### SOURCE DATA
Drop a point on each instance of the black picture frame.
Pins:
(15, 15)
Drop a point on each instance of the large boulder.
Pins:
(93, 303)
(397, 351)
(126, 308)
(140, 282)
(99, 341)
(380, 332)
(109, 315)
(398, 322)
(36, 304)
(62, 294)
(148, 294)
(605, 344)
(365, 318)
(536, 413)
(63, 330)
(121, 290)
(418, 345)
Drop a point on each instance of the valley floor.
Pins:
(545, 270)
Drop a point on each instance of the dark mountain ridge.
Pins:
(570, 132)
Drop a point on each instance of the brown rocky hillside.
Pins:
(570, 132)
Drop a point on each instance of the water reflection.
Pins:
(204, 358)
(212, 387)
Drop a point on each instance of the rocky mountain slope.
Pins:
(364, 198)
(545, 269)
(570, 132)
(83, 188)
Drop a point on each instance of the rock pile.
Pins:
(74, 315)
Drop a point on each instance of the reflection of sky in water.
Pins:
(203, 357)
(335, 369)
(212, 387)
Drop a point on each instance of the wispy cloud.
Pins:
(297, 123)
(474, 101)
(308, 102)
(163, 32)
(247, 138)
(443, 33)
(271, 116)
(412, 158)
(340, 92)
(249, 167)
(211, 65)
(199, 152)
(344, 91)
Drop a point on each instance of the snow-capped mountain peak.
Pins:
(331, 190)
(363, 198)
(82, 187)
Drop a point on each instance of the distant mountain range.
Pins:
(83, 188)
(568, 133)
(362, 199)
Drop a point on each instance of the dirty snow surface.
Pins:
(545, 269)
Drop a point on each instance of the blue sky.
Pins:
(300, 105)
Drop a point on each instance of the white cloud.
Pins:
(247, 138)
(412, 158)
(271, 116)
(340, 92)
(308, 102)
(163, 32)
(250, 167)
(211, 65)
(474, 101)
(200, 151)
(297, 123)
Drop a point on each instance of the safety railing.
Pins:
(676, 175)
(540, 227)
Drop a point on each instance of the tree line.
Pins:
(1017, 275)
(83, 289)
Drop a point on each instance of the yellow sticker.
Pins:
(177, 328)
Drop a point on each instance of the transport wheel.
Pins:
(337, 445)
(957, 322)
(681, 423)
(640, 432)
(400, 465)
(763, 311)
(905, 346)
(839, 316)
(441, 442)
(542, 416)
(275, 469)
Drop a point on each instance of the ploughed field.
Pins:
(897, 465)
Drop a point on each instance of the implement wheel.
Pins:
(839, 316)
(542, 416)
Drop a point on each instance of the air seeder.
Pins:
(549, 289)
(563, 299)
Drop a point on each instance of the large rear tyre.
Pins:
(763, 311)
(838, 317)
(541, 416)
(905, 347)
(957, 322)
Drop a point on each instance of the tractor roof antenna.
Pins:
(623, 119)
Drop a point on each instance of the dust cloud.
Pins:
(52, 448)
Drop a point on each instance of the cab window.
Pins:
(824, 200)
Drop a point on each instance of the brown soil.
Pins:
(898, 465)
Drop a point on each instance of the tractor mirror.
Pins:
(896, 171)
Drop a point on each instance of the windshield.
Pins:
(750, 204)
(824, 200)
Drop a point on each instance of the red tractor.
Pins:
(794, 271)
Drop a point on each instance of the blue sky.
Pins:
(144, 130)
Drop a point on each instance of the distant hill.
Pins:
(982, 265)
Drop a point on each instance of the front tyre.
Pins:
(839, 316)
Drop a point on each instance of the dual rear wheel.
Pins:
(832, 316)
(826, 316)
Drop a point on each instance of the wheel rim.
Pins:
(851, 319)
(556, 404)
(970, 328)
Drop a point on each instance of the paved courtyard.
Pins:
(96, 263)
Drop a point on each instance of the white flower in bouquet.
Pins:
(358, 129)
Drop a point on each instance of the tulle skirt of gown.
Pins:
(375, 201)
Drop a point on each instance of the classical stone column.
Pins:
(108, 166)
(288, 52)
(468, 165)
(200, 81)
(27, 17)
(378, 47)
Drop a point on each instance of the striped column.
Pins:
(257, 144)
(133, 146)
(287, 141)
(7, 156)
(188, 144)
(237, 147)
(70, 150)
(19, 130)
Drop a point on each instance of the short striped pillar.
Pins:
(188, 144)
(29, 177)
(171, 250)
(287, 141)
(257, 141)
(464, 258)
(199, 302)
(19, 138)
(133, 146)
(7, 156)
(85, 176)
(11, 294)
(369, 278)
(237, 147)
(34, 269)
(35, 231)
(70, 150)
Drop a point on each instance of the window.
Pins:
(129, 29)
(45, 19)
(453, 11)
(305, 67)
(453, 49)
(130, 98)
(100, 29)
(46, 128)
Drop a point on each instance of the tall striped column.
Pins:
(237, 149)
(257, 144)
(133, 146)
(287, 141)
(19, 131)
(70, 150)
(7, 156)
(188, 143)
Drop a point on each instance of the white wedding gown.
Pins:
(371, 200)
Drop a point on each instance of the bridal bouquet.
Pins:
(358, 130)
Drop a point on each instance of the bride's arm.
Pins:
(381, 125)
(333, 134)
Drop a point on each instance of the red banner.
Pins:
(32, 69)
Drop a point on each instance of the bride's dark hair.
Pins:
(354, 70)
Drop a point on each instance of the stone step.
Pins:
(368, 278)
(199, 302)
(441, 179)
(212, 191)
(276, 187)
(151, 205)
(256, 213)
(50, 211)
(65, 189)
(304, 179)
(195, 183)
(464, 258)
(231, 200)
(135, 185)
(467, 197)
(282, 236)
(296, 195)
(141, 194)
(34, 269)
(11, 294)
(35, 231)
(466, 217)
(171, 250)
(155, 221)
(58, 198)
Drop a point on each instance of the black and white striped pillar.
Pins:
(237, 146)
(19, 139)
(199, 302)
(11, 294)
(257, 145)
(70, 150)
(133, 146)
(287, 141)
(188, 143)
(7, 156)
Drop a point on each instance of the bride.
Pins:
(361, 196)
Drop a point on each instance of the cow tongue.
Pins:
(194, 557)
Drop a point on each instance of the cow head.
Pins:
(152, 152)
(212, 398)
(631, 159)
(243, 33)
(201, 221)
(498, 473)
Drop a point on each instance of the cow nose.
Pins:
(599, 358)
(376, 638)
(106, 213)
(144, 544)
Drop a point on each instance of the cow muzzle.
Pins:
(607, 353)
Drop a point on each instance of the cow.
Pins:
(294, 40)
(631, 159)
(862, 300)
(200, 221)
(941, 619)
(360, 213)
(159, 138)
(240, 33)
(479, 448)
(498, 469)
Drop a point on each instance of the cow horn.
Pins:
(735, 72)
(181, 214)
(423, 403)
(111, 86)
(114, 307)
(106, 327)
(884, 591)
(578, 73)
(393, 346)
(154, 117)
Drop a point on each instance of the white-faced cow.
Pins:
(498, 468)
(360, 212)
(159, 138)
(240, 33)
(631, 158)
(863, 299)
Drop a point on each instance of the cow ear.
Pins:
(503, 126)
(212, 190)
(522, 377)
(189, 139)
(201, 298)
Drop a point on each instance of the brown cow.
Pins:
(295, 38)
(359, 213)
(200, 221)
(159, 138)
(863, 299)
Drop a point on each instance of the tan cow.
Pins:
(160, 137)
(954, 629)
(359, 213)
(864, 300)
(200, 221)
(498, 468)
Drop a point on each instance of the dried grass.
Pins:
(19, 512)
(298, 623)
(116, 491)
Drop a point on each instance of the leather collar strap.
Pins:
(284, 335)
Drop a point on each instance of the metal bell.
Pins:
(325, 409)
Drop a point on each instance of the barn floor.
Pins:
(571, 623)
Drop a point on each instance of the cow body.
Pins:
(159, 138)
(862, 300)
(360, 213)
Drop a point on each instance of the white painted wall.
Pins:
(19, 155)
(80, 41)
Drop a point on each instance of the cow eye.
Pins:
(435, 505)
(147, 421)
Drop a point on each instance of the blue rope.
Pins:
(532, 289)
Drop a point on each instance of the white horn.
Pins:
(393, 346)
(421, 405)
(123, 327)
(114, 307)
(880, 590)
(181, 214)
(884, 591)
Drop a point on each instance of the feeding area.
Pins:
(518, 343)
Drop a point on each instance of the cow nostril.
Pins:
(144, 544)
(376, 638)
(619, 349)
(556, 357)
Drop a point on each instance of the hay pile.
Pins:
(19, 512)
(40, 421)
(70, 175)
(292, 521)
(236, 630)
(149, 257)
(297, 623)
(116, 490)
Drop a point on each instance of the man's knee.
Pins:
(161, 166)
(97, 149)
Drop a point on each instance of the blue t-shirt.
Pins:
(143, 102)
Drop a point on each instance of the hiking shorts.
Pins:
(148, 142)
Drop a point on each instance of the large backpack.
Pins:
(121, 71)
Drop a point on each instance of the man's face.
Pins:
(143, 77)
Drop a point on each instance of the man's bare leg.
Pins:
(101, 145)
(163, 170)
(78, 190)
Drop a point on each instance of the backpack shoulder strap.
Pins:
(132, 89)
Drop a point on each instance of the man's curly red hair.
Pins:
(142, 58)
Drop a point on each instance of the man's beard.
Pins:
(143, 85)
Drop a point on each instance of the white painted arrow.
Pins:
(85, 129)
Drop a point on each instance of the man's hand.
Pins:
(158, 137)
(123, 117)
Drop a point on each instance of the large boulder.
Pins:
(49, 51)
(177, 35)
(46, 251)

### WHAT THE TASK REQUIRES
Your answer should consist of each line of the data above in which the word "black" occurs.

### COMPLETED EXERCISE
Drop a point on each instance of the black picture frame.
Drop a point on each instance of the black and white striped pillar.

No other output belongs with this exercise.